■ Stated exercise ■
Rewrite every entry below, requests included, adding 119 to each number in the pixel coordinates given as answers. Omit the pictures from your version.

■ Supplied material ■
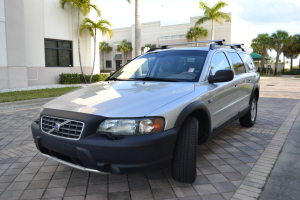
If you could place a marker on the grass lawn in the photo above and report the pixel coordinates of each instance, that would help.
(34, 94)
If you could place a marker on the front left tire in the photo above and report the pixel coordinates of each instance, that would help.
(184, 160)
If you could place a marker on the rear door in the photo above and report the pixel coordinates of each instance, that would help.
(224, 95)
(243, 78)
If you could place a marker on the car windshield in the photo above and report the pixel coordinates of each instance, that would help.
(173, 65)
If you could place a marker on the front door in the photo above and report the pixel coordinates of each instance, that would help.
(118, 64)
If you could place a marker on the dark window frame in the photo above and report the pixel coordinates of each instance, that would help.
(236, 71)
(106, 61)
(58, 49)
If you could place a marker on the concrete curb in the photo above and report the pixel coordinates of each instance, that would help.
(21, 104)
(256, 179)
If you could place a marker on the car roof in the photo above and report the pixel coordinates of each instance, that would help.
(197, 49)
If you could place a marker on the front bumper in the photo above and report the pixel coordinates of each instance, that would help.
(130, 154)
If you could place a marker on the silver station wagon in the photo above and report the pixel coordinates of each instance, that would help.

■ Result below ■
If you could place a marker on the grass lawn in the photo above and report the pixel coordinates of each instance, that would help.
(153, 213)
If you could place a marker on the front left tire in the photo above and report the pixel coordinates of each instance, that would help.
(303, 279)
If you could place a marker on the rear door in the photo above and report the pixel coordinates of each instance, that would help.
(343, 214)
(362, 197)
If you could place a marker on the car windshield in the photo above and report the pixel coordinates of each instance, that would help.
(292, 184)
If you could place a marker on the front door in the photo above and report the pixel coordinates of each instance, that would help.
(237, 183)
If you could place a marker on the dark window frame in the photo above and report the pixel coordinates of each instance, that would help.
(355, 190)
(225, 180)
(177, 168)
If you could place a marker on the concrete curb in the photo above and report the pixel coordinates of each instance, that would help.
(140, 223)
(375, 298)
If you could place a marker on the car roof in the photo above and report the pixel coordinates of each instance, that would help.
(316, 168)
If you could place a marker on the front bumper in the photo above and report the pixel coordinates of each instance, that would help.
(249, 273)
If you could place a marker on the silver station wagon in the photo above and report the pixel coordinates of each instance, that would help.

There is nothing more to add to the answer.